Saved data entries
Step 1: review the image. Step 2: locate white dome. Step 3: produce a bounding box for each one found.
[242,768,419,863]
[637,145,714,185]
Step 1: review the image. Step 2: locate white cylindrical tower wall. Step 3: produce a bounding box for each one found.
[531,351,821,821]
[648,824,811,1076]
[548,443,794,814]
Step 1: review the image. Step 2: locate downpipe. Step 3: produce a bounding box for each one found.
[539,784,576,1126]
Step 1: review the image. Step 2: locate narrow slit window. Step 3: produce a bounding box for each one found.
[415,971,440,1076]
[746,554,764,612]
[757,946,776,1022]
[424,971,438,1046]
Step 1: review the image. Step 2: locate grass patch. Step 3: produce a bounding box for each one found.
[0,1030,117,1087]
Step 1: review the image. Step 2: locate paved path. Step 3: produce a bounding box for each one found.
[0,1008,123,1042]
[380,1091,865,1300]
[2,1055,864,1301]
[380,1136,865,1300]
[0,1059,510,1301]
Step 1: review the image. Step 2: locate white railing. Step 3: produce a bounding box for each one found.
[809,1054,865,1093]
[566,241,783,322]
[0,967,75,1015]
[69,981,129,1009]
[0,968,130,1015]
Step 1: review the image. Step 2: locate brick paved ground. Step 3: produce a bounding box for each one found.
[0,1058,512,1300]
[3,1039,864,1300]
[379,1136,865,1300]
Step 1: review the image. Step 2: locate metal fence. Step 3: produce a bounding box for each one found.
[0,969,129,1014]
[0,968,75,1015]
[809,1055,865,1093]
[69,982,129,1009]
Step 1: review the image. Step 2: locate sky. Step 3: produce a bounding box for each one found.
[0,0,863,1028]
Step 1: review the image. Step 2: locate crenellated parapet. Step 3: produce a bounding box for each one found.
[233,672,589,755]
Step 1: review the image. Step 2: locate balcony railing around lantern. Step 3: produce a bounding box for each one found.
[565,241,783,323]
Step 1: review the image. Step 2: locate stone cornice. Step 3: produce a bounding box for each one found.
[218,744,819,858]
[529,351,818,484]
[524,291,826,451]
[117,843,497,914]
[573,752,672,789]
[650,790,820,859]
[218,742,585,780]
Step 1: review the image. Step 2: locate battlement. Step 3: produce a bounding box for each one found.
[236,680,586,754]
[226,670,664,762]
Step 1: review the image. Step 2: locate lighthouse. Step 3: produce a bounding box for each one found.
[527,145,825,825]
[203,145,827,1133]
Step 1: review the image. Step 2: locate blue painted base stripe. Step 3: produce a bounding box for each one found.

* About this task *
Your answer must be the line holding "Step 1: review the image. Step 2: locate crenellated" plus every later line to the end of the records, copied exactly.

* Result below *
Step 1: review the image. Step 2: locate crenellated parapet. Step 3: produce a bounding box for each one found.
[233,672,589,755]
Step 1: review the image. Step 2: locate balcony railing around lantern. Step 3: produce a bounding box for each one found.
[565,241,783,323]
Step 1: review the image. Step 2: locate stone cornice. Step 3: produce a bounding box for each one found.
[218,744,819,858]
[529,351,818,484]
[524,291,826,451]
[117,843,497,914]
[573,752,672,789]
[650,790,820,859]
[218,742,585,780]
Step 1: review the image. Step 2: locate battlement. Step 3: produce a bounding box for each one found.
[236,680,586,754]
[226,670,664,762]
Step 1: review the image. Step 2: locate lighthouse. Step 3: produce a bounding box for each one found.
[527,145,825,825]
[203,145,827,1133]
Step 1: review the image. Step 2: locate blue painted base stripe. Step 3: produce a bounding box for each one found.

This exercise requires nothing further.